[주석 데이터셋의 항목]

☆ ☆ ☆ ☆

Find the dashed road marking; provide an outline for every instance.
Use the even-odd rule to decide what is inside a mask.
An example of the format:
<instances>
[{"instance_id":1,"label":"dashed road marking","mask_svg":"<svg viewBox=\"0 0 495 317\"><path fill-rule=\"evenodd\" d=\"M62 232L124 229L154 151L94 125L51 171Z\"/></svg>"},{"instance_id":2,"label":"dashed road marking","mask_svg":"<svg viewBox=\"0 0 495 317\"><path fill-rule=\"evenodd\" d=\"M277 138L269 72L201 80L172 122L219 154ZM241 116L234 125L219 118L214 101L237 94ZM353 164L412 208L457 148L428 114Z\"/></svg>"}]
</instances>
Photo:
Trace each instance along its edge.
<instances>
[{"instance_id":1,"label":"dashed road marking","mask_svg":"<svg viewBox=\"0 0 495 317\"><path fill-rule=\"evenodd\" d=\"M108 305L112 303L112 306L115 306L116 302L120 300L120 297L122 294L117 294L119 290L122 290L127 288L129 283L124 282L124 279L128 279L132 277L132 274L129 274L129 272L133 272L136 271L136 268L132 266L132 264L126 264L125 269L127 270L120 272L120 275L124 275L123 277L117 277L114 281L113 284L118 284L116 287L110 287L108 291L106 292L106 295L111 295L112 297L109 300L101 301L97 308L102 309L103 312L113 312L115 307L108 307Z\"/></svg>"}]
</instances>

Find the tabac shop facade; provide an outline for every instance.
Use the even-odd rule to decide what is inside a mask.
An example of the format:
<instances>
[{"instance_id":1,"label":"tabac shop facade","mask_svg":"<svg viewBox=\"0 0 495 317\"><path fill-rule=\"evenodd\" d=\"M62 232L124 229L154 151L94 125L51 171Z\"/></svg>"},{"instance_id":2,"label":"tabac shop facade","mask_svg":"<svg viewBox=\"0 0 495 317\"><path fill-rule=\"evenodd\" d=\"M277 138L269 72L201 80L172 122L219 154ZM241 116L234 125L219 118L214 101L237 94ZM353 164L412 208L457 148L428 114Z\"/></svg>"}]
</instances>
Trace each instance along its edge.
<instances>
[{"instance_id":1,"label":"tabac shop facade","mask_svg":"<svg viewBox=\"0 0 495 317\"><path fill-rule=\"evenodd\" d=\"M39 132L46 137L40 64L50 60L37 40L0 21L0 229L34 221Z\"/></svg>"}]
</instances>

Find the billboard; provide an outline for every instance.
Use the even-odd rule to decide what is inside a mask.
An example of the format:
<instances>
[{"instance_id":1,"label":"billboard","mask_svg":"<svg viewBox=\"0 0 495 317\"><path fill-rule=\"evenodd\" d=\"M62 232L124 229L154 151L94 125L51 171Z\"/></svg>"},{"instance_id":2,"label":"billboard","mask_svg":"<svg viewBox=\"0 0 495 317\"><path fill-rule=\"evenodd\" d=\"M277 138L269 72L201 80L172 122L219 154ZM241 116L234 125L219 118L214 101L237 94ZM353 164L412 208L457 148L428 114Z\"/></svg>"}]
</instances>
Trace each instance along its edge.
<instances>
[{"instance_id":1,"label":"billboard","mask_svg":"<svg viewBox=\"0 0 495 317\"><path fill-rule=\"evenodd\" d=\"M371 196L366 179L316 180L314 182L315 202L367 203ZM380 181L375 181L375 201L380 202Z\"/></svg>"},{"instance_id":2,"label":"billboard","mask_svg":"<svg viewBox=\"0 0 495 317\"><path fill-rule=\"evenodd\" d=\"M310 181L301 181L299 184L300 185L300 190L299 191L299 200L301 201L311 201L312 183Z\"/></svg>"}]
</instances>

☆ ☆ ☆ ☆

— 과제 안내 —
위 항목에서 "Find the tabac" 문구가 있는 줄에서 시작해 "132L46 137L40 64L50" 문구가 있는 줄에서 끝나는 부분만 갱신해 다시 적으세요. "edge" 표현을 "boundary" 표현으로 바꾸고 나머지는 그대로 두세요.

— 완성된 과제 —
Find the tabac shop facade; provide an outline for every instance.
Use the even-odd rule to decide what is inside a mask.
An example of the format:
<instances>
[{"instance_id":1,"label":"tabac shop facade","mask_svg":"<svg viewBox=\"0 0 495 317\"><path fill-rule=\"evenodd\" d=\"M62 232L124 229L154 151L94 125L51 171Z\"/></svg>"},{"instance_id":2,"label":"tabac shop facade","mask_svg":"<svg viewBox=\"0 0 495 317\"><path fill-rule=\"evenodd\" d=\"M277 138L269 72L201 80L172 122L219 154ZM241 116L234 125L219 118L214 101L237 94ZM353 164L412 208L457 148L428 114Z\"/></svg>"}]
</instances>
Trace each instance along its boundary.
<instances>
[{"instance_id":1,"label":"tabac shop facade","mask_svg":"<svg viewBox=\"0 0 495 317\"><path fill-rule=\"evenodd\" d=\"M39 132L46 137L40 64L50 60L37 40L0 21L0 229L34 221Z\"/></svg>"}]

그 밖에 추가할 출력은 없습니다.